Copy these rows again, keeping every line the same.

-- START OF Exercise inputs --

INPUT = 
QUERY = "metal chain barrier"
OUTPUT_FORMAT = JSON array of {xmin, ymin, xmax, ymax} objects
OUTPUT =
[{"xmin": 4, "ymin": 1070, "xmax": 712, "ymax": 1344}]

-- END OF Exercise inputs --

§ **The solution**:
INPUT = 
QUERY = "metal chain barrier"
OUTPUT_FORMAT = JSON array of {xmin, ymin, xmax, ymax} objects
OUTPUT =
[{"xmin": 4, "ymin": 1070, "xmax": 712, "ymax": 1344}]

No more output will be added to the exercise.